Copy out the entries word for word, leaving images aside.
::: Data under study
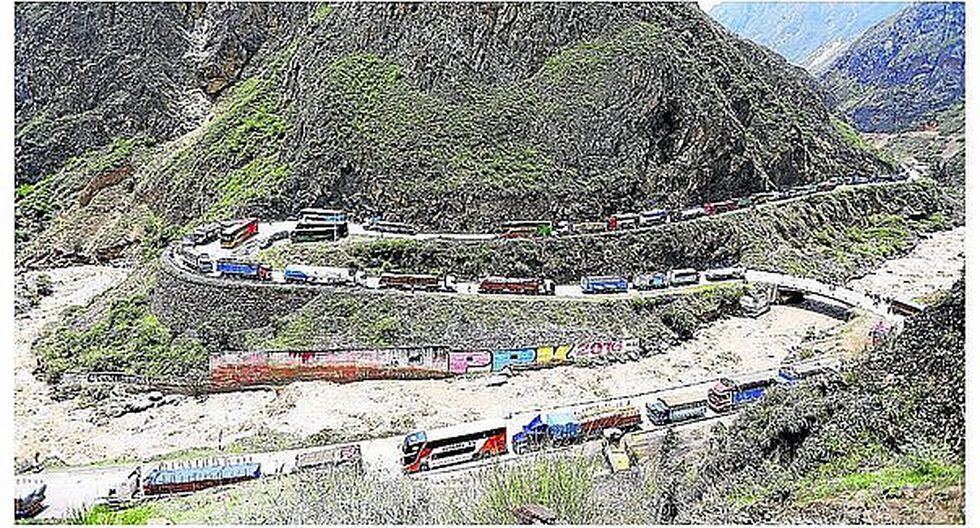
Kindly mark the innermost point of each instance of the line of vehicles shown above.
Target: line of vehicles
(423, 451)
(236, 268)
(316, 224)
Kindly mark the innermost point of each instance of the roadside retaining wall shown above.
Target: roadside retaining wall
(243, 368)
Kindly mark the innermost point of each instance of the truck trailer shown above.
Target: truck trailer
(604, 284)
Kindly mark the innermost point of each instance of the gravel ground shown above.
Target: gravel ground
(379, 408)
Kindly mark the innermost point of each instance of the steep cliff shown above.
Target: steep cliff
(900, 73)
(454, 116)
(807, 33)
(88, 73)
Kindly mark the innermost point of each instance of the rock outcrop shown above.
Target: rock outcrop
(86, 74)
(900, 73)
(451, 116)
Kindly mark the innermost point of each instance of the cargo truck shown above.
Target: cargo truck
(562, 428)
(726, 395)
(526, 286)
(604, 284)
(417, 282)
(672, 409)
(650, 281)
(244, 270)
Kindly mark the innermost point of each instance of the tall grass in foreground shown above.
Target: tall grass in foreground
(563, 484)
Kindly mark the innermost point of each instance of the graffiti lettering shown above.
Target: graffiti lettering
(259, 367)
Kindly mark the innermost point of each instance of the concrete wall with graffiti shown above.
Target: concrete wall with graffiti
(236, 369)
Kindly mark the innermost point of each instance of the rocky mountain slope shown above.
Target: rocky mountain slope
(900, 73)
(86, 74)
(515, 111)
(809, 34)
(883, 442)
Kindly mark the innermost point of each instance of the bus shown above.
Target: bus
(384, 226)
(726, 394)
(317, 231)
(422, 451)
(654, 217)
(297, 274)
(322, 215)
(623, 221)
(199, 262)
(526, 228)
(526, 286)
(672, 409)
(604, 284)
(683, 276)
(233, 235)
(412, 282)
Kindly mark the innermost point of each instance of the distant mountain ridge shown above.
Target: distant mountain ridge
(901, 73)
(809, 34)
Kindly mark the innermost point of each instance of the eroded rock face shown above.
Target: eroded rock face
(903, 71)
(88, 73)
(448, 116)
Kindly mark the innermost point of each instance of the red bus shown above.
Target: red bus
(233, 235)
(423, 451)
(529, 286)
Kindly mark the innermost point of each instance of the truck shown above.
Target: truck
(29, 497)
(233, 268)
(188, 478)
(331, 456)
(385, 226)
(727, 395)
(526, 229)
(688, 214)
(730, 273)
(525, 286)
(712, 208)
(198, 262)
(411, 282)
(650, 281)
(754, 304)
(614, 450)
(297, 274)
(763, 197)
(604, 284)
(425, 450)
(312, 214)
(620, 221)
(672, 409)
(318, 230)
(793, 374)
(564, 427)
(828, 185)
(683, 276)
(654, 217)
::::::
> [Solution]
Kindly mark the innermost point of each instance of the line of vehicles shown above.
Target: line of vehicles
(423, 451)
(236, 268)
(316, 224)
Kindly mark the innermost point of each instance of the roadside retaining wall shown above.
Target: roadside retaining wall
(243, 368)
Kindly mark the innermost point of each instance of the truck trailer shown above.
Target: truck trailer
(604, 284)
Kindly mark the innermost point of each instance of the gravel ground shown above.
Target: gravel ground
(379, 408)
Kindly mark the innermost point of each instance of the steep cliff shown above.
Target: steep cliff
(900, 73)
(454, 116)
(807, 33)
(88, 73)
Kindly mark the innermost point of each instance of the rock outcrop shown above.
Target: rock outcrop
(86, 74)
(900, 73)
(451, 116)
Kindly mark the innermost point of each instance of the cargo truck shown above.
Target: cargo truck
(562, 428)
(726, 395)
(526, 286)
(604, 284)
(417, 282)
(672, 409)
(650, 281)
(244, 270)
Kindly mark the innermost point of each instance of the tall grass in foreground shown above.
Target: tall grass in foreground
(563, 484)
Kindly mark the innermost point of each instance of the graffiti lettering shown above.
Target: graffiti lettering
(259, 367)
Kindly mark the innermost point of each instance of the concrete wall with graffiti shown above.
Target: concrete wall with graffiti
(236, 369)
Kindly mark the innermost point of each instance of the rocky mountain slope shown above.
Target: rocky mountain slope
(900, 73)
(86, 74)
(515, 111)
(809, 34)
(883, 442)
Kindly mark the innermost point of each instance of the bus shown above.
Target: bus
(384, 226)
(726, 394)
(317, 231)
(422, 451)
(654, 217)
(297, 274)
(322, 215)
(623, 221)
(199, 262)
(526, 228)
(526, 286)
(672, 409)
(604, 284)
(683, 276)
(233, 235)
(412, 282)
Kindly mark the innermost point of each instance of the distant mountain ridge shown above.
Target: distant mountain ridge
(901, 73)
(809, 34)
Kindly mark the innermost point of each instance of the eroded rock face shown above.
Target: eroded rock face
(903, 71)
(88, 73)
(448, 116)
Kindly mark the innermost point of each instance of the red bus shown above.
Target: red bus
(233, 235)
(423, 451)
(529, 286)
Kindly mark the innermost point of each instance of the truck shown above.
Target: truck
(29, 497)
(233, 268)
(188, 478)
(331, 456)
(385, 226)
(727, 395)
(526, 229)
(688, 214)
(730, 273)
(525, 286)
(712, 208)
(198, 262)
(411, 282)
(650, 281)
(754, 304)
(614, 450)
(297, 274)
(763, 197)
(604, 284)
(425, 450)
(312, 214)
(620, 221)
(672, 409)
(318, 230)
(793, 374)
(564, 427)
(828, 185)
(683, 276)
(654, 217)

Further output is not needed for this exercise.